— Your goal —
I'd like every record given again exactly, please.

(Data items)

[Start of Attachment]

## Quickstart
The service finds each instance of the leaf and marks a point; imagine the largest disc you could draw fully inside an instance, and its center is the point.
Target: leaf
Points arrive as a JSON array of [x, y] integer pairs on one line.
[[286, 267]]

[End of Attachment]

— Result below —
## Quickstart
The service finds each instance of the leaf and marks a point; imagine the largest disc you could draw fully inside an instance, and its center is the point.
Target: leaf
Points arrive as a JSON array of [x, y] integer pairs on one line.
[[286, 267]]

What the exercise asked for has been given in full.